*Provided records*
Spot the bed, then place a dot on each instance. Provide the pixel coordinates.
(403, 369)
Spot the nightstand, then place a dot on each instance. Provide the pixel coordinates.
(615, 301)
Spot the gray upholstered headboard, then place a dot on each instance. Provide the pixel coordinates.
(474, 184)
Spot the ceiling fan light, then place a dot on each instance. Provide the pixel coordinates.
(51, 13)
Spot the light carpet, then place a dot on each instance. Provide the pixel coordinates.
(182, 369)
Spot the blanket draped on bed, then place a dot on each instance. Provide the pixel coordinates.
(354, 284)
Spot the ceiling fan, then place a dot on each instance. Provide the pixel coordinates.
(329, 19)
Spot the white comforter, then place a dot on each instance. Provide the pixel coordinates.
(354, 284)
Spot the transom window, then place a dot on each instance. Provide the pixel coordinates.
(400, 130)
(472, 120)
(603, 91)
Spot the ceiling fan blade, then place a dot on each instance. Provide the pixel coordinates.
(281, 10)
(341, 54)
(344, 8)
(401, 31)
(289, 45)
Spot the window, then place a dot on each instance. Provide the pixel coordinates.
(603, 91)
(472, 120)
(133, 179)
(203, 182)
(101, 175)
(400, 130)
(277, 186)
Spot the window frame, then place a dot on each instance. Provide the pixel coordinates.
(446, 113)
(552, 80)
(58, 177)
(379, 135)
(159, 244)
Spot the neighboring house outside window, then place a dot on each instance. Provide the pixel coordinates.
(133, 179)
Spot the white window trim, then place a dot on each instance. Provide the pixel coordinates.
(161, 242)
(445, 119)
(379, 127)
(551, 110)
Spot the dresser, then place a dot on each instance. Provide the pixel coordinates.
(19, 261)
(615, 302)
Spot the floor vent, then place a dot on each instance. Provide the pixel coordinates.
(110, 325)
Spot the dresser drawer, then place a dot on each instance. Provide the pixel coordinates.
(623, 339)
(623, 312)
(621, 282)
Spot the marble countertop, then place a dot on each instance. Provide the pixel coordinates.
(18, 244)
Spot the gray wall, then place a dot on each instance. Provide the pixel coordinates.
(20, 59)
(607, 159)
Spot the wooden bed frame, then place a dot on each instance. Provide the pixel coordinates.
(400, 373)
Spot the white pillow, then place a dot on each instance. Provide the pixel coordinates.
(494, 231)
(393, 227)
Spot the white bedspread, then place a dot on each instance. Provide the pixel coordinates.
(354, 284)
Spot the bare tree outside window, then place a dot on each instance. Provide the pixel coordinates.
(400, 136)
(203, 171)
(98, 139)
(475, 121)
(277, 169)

*About this exercise*
Write the records out again, character for character.

*Solved exercise*
Spot the bed, then place a dot on each instance. Provide the pixel coordinates.
(403, 369)
Spot the nightstand, then place a dot on each instance. Provide the pixel coordinates.
(615, 301)
Spot the gray upholstered headboard, then place a dot on each instance. Provide the pixel coordinates.
(474, 184)
Spot the ceiling fan light, then place a dot on each instance. Provide the pixel coordinates.
(51, 13)
Spot the light carpet, then place a dot on each instance. Provide the pixel coordinates.
(182, 369)
Spot the blanket draped on bed, then place a dot on each instance. Provide the pixel coordinates.
(354, 284)
Spot the ceiling fan, then place a dot on each instance. Provide the pixel coordinates.
(329, 19)
Spot the white comforter, then place a dot on each instance. Provide the pixel coordinates.
(354, 284)
Spot the transom window, then place a dot on each instance. Provide the pixel coordinates.
(400, 130)
(472, 120)
(603, 91)
Spot the ceiling fan blade, then place a dot on each instance. Provide the pixel coordinates.
(281, 10)
(341, 54)
(344, 8)
(401, 31)
(289, 45)
Spot the window, then place a dot on each instance. Provide the pixel coordinates.
(603, 91)
(472, 120)
(133, 179)
(203, 182)
(101, 175)
(400, 130)
(277, 186)
Spot the window frame, then place a dot on each instance. Provide the pixel coordinates.
(446, 113)
(552, 80)
(58, 177)
(379, 135)
(159, 244)
Spot the neighboring house outside window, then place a dot on each instance. Provide the pixel coordinates.
(133, 179)
Spot the white window trim, then place a dot on each instance. Provide the pixel coordinates.
(161, 242)
(445, 119)
(379, 127)
(551, 110)
Spot the dresser, then place a dot on each instance. Provide the pixel coordinates.
(19, 261)
(615, 302)
Spot the floor vent, then place a dot on each instance. Provide the pixel coordinates.
(110, 325)
Spot the dresser drawer, then place a dot on each instance. Provide the pixel coordinates.
(623, 339)
(623, 312)
(621, 282)
Spot the marble countertop, then place a dot on each instance. Provide the pixel coordinates.
(18, 244)
Spot the gray wall, then place a dot on each instance. Provide the pixel coordinates.
(20, 59)
(607, 159)
Spot the wooden bed frame, then place a dot on each instance. Provide the pixel coordinates.
(400, 373)
Spot the white pillow, then place a dot on each instance. Provide the pixel coordinates.
(494, 231)
(393, 227)
Spot the white bedspread, then place a dot on each instance. Provide the pixel coordinates.
(354, 284)
Spot the bare tree outside window, then place a dot on each instance. Provide the pixel coordinates.
(400, 136)
(203, 171)
(98, 139)
(475, 121)
(277, 169)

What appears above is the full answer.